** Task brief **
Count the lines in the items below that contain the string "target", and give only that number.

══ Dataset rows ══

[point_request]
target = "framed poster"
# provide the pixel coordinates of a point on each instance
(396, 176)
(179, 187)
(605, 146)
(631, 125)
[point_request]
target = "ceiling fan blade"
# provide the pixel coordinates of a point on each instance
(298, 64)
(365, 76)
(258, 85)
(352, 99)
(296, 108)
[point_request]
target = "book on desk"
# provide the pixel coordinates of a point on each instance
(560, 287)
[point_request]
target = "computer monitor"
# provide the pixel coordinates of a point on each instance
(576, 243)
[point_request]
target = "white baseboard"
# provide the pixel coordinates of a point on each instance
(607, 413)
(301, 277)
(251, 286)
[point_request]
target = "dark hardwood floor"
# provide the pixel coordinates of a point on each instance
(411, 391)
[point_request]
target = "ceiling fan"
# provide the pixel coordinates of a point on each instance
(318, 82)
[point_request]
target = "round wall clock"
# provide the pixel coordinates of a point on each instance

═══
══ Dataset rows ══

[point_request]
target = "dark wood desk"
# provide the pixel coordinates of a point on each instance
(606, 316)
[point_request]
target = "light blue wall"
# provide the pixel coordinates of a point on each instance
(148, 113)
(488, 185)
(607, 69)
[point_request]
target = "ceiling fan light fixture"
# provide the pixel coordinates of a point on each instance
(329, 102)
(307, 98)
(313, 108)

═══

** Problem solution **
11